### [AIM OF THE TASK]
From the data below, return each line in which the string "eyeglasses" is found.

TASK DATA section start

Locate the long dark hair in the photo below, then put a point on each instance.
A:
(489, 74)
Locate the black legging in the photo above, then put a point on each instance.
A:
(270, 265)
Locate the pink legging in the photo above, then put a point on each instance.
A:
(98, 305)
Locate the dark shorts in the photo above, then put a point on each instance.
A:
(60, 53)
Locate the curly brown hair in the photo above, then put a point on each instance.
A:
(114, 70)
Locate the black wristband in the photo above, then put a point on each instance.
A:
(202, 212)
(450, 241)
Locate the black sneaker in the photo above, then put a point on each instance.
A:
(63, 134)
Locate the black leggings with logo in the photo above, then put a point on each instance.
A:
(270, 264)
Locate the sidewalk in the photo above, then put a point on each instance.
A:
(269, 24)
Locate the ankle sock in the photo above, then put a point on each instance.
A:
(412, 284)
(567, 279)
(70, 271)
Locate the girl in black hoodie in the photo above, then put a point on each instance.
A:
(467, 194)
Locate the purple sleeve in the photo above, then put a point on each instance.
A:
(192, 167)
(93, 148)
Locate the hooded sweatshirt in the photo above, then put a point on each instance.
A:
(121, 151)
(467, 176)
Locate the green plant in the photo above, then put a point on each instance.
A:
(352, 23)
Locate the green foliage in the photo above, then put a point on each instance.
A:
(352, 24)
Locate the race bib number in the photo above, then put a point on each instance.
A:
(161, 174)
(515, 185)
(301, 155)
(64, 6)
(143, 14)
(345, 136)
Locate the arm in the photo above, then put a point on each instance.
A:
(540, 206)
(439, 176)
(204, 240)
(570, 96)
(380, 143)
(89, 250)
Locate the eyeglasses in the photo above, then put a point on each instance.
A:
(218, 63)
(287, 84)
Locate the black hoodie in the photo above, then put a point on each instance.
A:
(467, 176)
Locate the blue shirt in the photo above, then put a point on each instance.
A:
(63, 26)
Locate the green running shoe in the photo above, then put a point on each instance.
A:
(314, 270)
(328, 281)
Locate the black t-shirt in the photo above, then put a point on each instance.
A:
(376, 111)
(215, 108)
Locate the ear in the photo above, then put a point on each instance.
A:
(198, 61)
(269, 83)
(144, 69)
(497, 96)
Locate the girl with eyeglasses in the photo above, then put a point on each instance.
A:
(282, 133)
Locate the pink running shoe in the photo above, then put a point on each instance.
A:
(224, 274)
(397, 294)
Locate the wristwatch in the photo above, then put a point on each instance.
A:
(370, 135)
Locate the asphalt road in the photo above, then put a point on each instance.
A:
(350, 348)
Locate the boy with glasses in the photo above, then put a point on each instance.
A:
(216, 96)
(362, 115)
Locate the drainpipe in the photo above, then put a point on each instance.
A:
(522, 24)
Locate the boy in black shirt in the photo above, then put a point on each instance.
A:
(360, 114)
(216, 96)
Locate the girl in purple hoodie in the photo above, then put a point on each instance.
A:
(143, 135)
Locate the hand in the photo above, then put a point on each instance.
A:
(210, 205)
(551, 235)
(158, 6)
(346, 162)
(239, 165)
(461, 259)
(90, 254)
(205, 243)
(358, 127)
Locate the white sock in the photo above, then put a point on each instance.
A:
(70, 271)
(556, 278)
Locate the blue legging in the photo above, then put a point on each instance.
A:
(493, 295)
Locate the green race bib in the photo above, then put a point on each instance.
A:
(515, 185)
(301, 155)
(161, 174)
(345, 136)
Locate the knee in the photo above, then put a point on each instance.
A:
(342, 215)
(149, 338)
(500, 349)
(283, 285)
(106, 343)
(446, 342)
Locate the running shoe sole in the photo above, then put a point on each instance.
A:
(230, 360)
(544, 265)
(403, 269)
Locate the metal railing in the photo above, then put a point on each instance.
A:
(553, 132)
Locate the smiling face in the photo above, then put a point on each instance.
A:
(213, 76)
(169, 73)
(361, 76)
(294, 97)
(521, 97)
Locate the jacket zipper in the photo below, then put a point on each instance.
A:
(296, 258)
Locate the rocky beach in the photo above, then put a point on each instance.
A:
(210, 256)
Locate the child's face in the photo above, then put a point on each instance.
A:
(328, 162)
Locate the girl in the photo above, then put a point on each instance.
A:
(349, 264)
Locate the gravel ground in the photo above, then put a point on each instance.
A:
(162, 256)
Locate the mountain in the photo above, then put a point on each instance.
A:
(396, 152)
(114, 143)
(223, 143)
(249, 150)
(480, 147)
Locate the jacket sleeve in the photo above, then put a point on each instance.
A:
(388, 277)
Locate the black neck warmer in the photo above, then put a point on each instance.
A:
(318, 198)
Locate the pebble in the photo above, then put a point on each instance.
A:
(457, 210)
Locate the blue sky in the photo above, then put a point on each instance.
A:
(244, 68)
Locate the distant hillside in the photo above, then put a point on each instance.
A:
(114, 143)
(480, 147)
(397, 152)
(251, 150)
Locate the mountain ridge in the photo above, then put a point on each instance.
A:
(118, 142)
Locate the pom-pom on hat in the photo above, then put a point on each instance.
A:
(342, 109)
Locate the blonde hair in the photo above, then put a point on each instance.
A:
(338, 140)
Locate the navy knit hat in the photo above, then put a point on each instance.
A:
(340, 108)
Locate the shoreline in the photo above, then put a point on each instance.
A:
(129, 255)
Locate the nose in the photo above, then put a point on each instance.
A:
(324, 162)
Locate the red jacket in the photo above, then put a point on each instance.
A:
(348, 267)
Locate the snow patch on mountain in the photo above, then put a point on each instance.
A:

TASK DATA section end

### [EXERCISE OUTPUT]
Locate the eyeglasses in the photo above, then put a point on each instance.
Locate the girl with eyeglasses in the photo above, then put a point on each instance.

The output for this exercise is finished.